- TEXT -
++++
# Should the passport/name for IELTS and Visa application be same?



## aanchalk (May 3, 2012)

Hello,
This is my first post to this forum. I find it very helpful and hence, I hope that my dilemma will be resolved on this group. 

I plan to apply for GSM 175 for Australia with myself as the primary applicant and my husband as the secondary applicant. I have already got the ACS assessment done and IELTS score. I got these done using my current passport which has my maiden name(surname before marriage) and does not have my spouse name added.

*Now if I get a new passport before applying for visa which will have my surname after marriage, will my IELTS score and ACS assessment still be valid for visa?*

I will need to provide marriage certificate as a evidence of marriage and my marriage certificate has my surname changed after marriage.

I did a query about the PCC procedure in Gurgaon. They told me that I and my husband will need new passports with spouse name added.

Other questions on my mind are:

- In case I get my maiden name on my new passport to avoid trouble, will the marriage certificate having surname after marriage be accepted as proof of relationship?


- Is it okay that I apply with my current passport (same used for IELTS and ACS), and then later for PCC I get a new passport issued? Which surname will be used then?


Looking forward to replies from people who have been through this !

Thanks,
Aanchal


----------



## atsurti (May 20, 2011)

IELTS and ACS both are linked to your passport as you already know.

When you get your spouse's name added the new passport booklet would have a new passport number. But I think they would give you the old booklet back after cutting it on the top corner (which makes it invalid). You need to confirm this with the passport office. Also, send this query to DIAC. They normally reply in 7 working days. Ask DIAC whether you can show the old passport also along with your IELTS and ACS reports.

Does your marriage certificate have surname after marriage? It normally has the name before marriage...



> - Is it okay that I apply with my current passport (same used for IELTS and ACS), and then later for PCC I get a new passport issued? Which surname will be used then?


The CO gives you 28 days to submit the documents. A new passport would take time. You would have to inform the CO about the passport number change because the PCC would show a different passport number than the one you have used for the application.


----------



## aanchalk (May 3, 2012)

I will chck that from the passport office. The marriage certificate has the surname after marriage which is the norm for changing names.

Do you think it will be a problem if I apply with my current passport(maiden name same as ACS and IELTS) and marriage certificate(surname after marriage).

I can apply with the current passport and then soon after apply for new passport under TATKAL. I saw on DIAC for notifying them of changes in passport details and names.

Or I get the new passport with changed surname first and then apply for VISA. If they relate to ACS and IELTS using some reference of old passport number, then this should be fine but I am not sure about this approach.


----------



## aanchalk (May 3, 2012)

I will check that from the passport office. The marriage certificate has the surname after marriage which is the norm for changing names.

Do you think it will be a problem if I apply with my current passport(maiden name same as ACS and IELTS) and marriage certificate(surname after marriage).

I can apply with the current passport and then soon after apply for new passport under TATKAL. I saw a form on DIAC website for notifying them of changes in passport details and names.
++++
- EXERCISE REQUIREMENTS -
According to the passport thread, how many days does the CO give to submit the documents?
++++
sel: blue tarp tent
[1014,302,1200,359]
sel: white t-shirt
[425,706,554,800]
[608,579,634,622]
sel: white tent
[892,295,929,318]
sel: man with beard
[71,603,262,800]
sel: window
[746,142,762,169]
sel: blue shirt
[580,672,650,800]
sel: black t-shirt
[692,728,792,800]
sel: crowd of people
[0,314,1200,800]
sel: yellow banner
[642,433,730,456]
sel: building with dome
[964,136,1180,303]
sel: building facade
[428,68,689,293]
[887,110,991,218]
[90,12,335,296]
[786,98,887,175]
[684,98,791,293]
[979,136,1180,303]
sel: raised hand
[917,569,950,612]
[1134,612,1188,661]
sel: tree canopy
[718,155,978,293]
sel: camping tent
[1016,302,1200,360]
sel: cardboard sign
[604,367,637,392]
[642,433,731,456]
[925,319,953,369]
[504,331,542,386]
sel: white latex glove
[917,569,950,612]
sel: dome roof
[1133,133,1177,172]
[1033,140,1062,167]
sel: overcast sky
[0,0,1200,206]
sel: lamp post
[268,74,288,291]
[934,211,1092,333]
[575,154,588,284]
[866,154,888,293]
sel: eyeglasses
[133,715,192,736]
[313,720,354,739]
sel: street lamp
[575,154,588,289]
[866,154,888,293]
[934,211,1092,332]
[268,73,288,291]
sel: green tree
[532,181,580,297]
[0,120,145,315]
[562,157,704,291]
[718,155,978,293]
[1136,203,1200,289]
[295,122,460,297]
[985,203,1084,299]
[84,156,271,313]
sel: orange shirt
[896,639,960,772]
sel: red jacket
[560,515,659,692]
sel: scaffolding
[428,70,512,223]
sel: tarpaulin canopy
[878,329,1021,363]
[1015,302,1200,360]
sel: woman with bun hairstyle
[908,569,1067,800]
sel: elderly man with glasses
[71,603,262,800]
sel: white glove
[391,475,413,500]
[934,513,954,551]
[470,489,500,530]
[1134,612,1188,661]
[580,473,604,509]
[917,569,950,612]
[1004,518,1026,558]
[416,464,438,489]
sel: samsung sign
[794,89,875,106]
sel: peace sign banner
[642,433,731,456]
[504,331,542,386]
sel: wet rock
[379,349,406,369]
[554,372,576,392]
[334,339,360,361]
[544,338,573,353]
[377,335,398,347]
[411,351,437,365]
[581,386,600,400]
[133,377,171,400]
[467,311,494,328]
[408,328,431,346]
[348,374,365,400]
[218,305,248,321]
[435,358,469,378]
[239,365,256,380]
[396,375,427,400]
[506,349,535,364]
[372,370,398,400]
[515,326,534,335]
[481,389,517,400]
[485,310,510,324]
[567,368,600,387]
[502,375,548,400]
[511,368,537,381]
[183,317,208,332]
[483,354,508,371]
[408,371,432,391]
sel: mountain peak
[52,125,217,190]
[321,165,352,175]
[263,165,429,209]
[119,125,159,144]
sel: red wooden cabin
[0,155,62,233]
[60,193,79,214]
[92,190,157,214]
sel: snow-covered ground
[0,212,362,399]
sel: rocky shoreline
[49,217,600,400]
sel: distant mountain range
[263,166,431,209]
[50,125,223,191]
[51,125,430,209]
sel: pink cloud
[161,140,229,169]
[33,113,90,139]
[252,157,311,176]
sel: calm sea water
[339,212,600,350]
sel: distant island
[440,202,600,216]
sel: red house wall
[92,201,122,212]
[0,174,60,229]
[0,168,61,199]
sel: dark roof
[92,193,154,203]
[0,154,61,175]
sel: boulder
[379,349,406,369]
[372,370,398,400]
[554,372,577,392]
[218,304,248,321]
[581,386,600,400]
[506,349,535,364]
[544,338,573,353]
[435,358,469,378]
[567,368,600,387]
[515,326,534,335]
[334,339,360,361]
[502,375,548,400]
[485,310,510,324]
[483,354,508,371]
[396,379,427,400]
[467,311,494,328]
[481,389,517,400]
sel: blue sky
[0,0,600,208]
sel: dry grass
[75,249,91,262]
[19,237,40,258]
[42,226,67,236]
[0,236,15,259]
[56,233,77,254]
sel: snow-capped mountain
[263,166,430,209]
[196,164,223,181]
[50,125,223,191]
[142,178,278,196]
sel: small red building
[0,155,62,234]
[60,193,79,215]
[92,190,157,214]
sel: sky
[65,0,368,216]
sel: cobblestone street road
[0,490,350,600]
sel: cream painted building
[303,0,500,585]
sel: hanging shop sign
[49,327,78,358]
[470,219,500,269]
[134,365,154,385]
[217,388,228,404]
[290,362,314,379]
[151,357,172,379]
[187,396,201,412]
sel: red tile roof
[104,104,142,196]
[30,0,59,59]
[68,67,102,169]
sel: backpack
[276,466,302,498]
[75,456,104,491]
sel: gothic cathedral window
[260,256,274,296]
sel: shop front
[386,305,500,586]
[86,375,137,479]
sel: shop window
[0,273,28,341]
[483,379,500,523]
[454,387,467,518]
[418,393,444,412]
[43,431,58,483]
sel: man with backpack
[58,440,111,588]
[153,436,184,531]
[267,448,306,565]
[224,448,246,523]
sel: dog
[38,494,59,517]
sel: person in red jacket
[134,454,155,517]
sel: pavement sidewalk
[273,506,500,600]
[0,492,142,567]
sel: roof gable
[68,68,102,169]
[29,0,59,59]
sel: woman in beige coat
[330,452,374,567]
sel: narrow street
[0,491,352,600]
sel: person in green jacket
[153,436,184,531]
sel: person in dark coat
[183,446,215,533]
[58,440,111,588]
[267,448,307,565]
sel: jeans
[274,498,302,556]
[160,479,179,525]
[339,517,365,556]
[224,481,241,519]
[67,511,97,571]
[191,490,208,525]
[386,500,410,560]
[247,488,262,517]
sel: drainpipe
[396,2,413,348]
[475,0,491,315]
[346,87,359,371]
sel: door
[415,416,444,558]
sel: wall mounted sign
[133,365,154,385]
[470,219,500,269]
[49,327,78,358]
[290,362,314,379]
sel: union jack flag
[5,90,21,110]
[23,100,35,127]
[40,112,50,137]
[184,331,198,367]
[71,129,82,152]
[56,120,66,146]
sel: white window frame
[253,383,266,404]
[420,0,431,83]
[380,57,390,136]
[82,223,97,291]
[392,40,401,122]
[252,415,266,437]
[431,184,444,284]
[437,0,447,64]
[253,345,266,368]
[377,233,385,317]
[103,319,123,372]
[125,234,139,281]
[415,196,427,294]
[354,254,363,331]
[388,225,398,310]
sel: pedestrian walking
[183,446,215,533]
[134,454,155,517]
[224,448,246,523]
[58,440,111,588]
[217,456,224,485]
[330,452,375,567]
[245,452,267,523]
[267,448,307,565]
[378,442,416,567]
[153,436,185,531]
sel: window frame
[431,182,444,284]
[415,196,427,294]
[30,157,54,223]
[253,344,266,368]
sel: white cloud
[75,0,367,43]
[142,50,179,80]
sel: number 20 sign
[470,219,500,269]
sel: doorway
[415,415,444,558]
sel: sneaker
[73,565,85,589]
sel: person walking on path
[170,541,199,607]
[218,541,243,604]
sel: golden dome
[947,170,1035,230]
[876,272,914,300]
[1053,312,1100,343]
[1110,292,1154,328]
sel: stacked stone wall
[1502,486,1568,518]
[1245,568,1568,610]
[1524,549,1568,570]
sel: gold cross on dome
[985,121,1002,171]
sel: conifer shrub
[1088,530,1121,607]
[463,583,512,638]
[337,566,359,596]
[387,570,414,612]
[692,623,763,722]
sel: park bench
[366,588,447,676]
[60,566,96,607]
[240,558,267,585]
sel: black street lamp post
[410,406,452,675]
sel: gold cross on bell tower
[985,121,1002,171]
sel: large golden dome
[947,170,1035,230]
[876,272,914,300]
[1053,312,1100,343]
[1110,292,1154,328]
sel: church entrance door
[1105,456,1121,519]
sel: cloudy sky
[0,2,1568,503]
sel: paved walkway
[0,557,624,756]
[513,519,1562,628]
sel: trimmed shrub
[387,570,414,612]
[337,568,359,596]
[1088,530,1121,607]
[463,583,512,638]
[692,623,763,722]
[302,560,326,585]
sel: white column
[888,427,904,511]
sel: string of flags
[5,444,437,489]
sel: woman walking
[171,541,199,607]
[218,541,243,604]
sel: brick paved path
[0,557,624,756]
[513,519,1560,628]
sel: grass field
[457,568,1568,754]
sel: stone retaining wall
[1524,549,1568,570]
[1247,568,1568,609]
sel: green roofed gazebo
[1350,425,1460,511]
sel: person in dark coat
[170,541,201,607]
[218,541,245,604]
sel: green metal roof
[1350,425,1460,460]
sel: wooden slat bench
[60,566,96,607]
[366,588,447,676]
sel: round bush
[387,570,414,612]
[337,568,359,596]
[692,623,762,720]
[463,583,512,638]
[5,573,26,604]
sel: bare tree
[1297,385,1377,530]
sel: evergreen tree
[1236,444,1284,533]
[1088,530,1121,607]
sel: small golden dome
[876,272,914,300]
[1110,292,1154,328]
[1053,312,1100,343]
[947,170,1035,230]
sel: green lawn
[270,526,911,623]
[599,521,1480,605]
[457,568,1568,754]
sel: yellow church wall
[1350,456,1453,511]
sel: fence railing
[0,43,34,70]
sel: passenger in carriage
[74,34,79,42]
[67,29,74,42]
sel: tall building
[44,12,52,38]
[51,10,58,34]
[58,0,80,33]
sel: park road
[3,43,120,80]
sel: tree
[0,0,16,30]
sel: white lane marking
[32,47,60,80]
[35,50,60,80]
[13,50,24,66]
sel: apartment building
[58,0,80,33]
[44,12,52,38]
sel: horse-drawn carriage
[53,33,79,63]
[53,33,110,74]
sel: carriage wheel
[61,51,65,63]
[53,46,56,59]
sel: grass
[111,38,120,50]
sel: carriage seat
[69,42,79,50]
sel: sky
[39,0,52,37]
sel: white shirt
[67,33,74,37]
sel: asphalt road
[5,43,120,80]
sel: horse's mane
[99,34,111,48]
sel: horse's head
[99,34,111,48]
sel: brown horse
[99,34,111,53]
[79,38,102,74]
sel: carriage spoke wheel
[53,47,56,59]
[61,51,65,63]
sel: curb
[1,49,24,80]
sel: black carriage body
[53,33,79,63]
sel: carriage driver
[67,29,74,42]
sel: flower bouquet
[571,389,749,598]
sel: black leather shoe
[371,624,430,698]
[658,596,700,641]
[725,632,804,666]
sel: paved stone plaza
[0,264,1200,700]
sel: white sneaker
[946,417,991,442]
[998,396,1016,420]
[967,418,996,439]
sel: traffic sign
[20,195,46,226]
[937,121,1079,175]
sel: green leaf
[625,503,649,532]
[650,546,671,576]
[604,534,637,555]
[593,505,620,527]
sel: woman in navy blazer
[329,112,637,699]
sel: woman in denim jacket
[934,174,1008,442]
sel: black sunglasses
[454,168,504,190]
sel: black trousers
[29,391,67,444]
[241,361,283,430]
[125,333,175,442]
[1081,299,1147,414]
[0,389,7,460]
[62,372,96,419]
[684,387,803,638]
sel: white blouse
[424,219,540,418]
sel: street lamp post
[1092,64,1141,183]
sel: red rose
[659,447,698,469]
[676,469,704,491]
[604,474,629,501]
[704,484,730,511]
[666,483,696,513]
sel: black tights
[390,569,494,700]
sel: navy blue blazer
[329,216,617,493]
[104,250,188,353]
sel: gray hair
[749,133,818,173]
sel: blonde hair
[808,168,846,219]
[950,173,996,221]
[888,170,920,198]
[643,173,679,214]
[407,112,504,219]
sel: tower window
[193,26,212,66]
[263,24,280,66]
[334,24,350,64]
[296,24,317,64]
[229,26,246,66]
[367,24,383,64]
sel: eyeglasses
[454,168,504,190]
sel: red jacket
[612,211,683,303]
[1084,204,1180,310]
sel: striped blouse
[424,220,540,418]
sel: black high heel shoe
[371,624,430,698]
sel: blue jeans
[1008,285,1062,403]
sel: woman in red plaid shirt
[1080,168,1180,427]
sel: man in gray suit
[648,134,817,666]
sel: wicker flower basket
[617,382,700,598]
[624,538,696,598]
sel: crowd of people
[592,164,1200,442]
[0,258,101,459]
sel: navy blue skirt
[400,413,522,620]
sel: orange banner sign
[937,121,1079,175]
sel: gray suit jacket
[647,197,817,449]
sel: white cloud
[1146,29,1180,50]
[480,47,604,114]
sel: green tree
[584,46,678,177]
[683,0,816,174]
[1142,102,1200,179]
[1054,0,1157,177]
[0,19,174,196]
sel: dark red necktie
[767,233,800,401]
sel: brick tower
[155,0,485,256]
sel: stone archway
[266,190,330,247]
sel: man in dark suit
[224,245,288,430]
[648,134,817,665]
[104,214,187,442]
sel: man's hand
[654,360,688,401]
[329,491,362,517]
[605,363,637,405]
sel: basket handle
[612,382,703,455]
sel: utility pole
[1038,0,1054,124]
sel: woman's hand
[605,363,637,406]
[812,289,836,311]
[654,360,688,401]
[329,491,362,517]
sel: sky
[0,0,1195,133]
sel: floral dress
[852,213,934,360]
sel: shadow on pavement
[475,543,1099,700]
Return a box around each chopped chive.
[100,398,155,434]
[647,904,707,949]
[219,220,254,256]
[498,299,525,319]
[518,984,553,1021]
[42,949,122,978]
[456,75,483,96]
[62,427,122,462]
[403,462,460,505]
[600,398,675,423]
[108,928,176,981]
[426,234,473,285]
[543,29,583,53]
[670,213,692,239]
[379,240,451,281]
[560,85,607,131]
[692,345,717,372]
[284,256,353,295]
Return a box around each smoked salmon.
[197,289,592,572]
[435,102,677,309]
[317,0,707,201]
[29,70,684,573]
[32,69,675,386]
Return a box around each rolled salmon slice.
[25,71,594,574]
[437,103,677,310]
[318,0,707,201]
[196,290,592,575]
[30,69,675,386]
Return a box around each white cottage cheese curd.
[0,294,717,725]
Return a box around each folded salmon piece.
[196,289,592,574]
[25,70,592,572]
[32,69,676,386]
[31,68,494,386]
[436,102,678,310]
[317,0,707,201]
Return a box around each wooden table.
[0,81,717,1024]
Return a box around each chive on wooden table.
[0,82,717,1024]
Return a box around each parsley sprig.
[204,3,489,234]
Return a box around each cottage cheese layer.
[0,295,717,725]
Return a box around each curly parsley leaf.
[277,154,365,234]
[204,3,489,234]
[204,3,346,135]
++++
- OUTPUT -
28 days.